> Zu erledigende Aufgaben:
1. Aus welchem Jahr stammt laut dem Artikel über Il Cinema Ritrovato der Film „Gardiens de phare“?
2. Übersetzen Sie den Satz „Ein Schriftzug schiebt sich quer über das Bild: „Die Pflicht“.“ aus dem Artikel über Il Cinema Ritrovato ins Englische.
3. Führen Sie den Artikel über Il Cinema Ritrovato nach seinem letzten Satz weiter.

> Textabschnitt:
^^^^^^^^^^^^^^^^

# taz.de -- Il Cinema Ritrovato in Bologna: Die Zukunft der Vergangenheit
       
       > Eine Woche lang suspendiert das Kino den Alltagsbetrieb und wird von
       > seiner eigenen Geschichte überschwemmt: Il Cinema Ritrovato in Bologna.
       
 (IMG) Bild: „Le ciel est à vous“ von 1944: Zartes Drama im realistischen Stil über ein Ehepaar und dessen gemeinsamer Liebe für die Luftfahrt.
       
       Ein Schriftzug schiebt sich quer über das Bild: „Die Pflicht“. Der
       Leuchtturmwärter Bréhan rafft sich auf und geleitet ein von Wind und Wellen
       gebeuteltes Schiff sicher in den Hafen mithilfe desselben Scheinwerfers,
       der seinem Sohn vorher zuerst den Verstand und dann das Leben gekostet
       hatte. Wenn Bréhan vom Film, in einer Art kinematografisch-religiösen
       Intervention, zur Ordnung gerufen wird, dann hat man im Kinosaal eine tour
       de force sondergleichen hinter sich: „Gardiens de phare“ aus dem Jahr 1928,
       ein später Stummfilm des französischen Meisterregisseurs Jean Grémillon,
       ist ein ekstatischer Film über das Licht und die Psychose; und also auch
       ein Film über das Kino.

^^^^^^^^^^^^^^^^

> Zeilen:
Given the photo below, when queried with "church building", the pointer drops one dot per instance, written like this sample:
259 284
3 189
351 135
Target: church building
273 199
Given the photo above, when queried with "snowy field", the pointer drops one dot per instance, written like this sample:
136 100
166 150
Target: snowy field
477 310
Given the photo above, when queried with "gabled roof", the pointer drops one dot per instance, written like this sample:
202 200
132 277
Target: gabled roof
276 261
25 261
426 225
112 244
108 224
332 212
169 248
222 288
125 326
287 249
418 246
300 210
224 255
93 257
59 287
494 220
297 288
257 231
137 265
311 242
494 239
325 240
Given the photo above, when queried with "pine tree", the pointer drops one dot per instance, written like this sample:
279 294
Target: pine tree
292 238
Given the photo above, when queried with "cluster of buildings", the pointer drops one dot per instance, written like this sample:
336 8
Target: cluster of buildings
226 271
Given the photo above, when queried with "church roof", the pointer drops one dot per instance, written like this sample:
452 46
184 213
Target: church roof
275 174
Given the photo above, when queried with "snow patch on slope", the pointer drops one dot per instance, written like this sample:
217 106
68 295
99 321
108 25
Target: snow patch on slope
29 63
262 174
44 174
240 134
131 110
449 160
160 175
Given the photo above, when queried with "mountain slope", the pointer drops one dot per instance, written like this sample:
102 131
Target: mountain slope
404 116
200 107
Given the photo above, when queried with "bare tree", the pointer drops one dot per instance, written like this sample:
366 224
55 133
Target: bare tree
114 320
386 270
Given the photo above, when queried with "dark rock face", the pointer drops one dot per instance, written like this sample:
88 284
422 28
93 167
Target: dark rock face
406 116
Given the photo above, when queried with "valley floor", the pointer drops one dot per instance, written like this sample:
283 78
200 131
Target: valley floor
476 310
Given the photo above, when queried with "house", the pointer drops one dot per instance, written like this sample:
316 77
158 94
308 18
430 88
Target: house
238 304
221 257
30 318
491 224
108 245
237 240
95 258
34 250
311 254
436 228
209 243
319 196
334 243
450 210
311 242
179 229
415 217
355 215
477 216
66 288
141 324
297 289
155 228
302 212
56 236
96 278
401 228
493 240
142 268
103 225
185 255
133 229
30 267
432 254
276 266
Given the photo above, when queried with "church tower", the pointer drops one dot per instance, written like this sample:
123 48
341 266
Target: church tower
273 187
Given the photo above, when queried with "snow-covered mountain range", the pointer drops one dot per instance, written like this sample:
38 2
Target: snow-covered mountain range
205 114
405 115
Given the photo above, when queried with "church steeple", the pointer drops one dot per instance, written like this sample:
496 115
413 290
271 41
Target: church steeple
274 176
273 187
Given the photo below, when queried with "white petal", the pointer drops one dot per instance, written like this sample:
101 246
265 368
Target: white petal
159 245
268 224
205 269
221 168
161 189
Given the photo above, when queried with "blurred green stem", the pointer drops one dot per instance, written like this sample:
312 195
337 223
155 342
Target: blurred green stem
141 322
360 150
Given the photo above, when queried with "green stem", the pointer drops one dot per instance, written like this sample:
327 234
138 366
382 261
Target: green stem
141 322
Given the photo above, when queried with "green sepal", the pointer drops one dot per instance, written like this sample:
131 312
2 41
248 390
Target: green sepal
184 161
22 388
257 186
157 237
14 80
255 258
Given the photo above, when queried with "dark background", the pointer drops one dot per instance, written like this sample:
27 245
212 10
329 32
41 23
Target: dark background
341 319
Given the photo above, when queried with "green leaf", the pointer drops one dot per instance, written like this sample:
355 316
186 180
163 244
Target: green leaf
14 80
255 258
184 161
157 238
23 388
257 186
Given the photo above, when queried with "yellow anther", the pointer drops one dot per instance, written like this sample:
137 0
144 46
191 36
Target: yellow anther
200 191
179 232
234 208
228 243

^^^^^^^^^^^^^^^^

> Lösungen der Übungen:
1. Aus dem Jahr 1928.

2. A caption slides across the image: "Duty."

3.
       
       Der Leuchtturm des Films wirft sein Licht nicht nur aufs Meer, in erster
       Linie verwandelt er das Innere des Turms in eine rhythmisch illuminierte
       Höhle. Mehrmals richtet sich die Kamera auf die Lichtquelle selbst und auf
       die diese umkreisenden rotierenden Blenden – der Film nähert sich der
       reinen Abstraktion an, als deren Rückseite sich eine Familientragödie
       entfaltet.
       
       Andere Spuren in diesem geheimnisvollen Film führen zu einem tollwütigen
       Hund, zu einem frenetischen Volkstanz und zu drei Frauen, die in einem Haus
       am sicheren Ufer warten und mal ängstlich, mal sehnsuchtsvoll auf den
       Leuchtturm blicken.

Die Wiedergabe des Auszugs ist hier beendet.